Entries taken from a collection
+-------+

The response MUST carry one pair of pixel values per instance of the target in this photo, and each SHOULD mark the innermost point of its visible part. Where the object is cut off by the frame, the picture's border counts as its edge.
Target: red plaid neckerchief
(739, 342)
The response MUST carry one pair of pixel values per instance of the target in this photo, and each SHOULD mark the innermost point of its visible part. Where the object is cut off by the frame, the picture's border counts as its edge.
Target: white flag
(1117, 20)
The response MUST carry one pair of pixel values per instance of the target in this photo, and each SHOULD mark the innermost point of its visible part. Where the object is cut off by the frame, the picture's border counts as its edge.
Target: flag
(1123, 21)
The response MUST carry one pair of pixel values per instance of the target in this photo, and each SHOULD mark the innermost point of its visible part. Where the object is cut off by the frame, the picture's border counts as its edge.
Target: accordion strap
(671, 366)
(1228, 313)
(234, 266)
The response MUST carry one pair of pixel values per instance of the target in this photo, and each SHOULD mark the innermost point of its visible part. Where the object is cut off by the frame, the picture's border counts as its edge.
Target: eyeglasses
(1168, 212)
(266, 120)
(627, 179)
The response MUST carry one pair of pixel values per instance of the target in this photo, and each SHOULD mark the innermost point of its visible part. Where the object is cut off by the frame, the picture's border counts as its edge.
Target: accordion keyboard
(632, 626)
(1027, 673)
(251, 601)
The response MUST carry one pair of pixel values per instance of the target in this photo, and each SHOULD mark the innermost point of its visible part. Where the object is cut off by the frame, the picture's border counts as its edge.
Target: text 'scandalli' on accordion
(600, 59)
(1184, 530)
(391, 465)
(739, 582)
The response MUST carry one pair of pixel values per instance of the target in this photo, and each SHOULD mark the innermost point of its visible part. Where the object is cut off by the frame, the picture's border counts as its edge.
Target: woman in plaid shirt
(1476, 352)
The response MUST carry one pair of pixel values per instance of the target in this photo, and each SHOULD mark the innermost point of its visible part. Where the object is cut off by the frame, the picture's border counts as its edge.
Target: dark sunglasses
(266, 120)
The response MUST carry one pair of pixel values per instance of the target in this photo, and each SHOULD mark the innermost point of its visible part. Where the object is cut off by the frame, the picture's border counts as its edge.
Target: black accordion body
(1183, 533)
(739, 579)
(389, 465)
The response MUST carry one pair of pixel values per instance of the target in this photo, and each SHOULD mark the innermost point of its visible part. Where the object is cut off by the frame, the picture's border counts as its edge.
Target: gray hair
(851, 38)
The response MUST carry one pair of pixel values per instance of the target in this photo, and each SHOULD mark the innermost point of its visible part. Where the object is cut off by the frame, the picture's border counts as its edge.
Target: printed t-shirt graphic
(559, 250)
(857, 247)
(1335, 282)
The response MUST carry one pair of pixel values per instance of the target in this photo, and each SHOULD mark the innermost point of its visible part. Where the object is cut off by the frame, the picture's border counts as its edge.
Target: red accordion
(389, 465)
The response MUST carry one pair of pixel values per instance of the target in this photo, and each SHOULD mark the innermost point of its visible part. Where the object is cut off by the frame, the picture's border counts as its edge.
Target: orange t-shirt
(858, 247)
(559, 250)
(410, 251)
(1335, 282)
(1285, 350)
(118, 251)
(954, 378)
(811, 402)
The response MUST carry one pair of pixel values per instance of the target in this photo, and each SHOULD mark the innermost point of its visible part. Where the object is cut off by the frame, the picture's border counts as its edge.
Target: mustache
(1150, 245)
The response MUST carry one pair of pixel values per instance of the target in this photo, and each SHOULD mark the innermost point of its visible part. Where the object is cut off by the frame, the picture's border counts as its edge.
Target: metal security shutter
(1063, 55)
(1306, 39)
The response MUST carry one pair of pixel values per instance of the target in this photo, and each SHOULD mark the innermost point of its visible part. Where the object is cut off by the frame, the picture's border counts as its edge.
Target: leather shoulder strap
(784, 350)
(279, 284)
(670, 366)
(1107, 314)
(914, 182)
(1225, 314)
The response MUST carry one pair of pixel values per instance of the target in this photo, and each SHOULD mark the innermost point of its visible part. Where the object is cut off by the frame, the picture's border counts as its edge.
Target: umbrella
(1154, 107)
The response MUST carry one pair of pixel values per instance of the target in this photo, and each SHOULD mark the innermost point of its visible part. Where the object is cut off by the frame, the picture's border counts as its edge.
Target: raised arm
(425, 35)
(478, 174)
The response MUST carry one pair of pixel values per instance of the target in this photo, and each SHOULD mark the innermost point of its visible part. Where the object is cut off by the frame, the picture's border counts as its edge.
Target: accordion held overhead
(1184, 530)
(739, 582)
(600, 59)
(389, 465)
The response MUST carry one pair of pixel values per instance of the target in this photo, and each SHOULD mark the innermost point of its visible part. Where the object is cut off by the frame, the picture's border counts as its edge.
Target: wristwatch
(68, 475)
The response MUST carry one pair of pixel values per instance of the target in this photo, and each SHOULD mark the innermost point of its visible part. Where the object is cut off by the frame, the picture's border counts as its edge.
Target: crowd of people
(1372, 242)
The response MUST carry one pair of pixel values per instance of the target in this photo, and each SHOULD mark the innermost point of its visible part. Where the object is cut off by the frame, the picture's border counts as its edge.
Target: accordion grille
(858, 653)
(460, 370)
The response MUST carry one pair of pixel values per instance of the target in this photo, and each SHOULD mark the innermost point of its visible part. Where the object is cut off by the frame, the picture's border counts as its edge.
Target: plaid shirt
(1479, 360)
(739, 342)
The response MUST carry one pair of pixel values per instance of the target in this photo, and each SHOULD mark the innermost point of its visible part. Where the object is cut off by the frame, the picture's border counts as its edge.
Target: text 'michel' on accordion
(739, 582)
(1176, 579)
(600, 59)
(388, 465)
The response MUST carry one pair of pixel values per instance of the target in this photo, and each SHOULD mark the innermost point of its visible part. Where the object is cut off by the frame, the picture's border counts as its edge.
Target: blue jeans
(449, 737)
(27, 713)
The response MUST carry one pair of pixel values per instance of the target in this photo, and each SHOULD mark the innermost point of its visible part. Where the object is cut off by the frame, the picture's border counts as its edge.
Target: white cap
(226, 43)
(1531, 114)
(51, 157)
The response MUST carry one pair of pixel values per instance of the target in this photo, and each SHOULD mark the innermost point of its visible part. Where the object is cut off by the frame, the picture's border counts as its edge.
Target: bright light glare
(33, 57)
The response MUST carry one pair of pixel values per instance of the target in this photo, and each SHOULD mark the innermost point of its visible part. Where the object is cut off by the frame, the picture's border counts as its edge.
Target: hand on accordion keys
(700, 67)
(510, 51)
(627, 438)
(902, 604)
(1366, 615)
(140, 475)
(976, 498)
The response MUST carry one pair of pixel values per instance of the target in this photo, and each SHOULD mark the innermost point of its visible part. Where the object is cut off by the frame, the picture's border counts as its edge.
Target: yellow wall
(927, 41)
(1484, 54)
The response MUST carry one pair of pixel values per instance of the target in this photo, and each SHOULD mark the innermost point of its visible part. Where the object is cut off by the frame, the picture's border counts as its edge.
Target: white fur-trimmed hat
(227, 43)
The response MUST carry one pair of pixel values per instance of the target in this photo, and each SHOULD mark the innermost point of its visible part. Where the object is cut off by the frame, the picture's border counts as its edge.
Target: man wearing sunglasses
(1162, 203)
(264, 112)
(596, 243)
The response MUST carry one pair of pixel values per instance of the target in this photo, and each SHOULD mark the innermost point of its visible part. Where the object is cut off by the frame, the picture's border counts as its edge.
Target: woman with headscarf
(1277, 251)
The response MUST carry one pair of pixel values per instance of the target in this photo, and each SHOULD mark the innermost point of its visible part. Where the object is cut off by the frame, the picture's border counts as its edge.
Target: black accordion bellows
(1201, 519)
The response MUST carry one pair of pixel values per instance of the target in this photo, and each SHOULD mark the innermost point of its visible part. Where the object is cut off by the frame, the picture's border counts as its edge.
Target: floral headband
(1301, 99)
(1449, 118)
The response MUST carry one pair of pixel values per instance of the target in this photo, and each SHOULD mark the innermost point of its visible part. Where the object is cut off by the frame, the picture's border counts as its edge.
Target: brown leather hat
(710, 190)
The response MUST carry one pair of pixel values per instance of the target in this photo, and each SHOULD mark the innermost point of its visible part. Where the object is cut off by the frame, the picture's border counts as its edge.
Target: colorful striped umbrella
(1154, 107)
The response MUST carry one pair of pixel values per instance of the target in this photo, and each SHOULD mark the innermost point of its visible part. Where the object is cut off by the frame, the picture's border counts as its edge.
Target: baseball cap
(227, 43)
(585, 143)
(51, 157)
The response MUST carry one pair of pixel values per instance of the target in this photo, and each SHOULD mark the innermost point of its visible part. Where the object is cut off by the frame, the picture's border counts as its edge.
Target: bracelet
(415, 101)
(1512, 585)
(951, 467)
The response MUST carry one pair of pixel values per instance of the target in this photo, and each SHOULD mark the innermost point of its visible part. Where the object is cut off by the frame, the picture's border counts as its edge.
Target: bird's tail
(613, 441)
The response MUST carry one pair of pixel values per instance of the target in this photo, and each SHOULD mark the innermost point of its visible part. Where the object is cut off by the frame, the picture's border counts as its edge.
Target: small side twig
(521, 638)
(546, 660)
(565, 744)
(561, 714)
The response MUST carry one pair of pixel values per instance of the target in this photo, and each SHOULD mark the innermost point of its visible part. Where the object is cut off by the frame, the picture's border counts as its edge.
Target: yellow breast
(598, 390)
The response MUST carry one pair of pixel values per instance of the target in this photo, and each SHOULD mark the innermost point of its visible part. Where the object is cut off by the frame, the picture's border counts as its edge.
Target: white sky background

+-------+

▶ [To do]
Show every line of the listing above that contains the word "woman".

▶ [Answer for this exercise]
Target: woman in plaid shirt
Target: woman with headscarf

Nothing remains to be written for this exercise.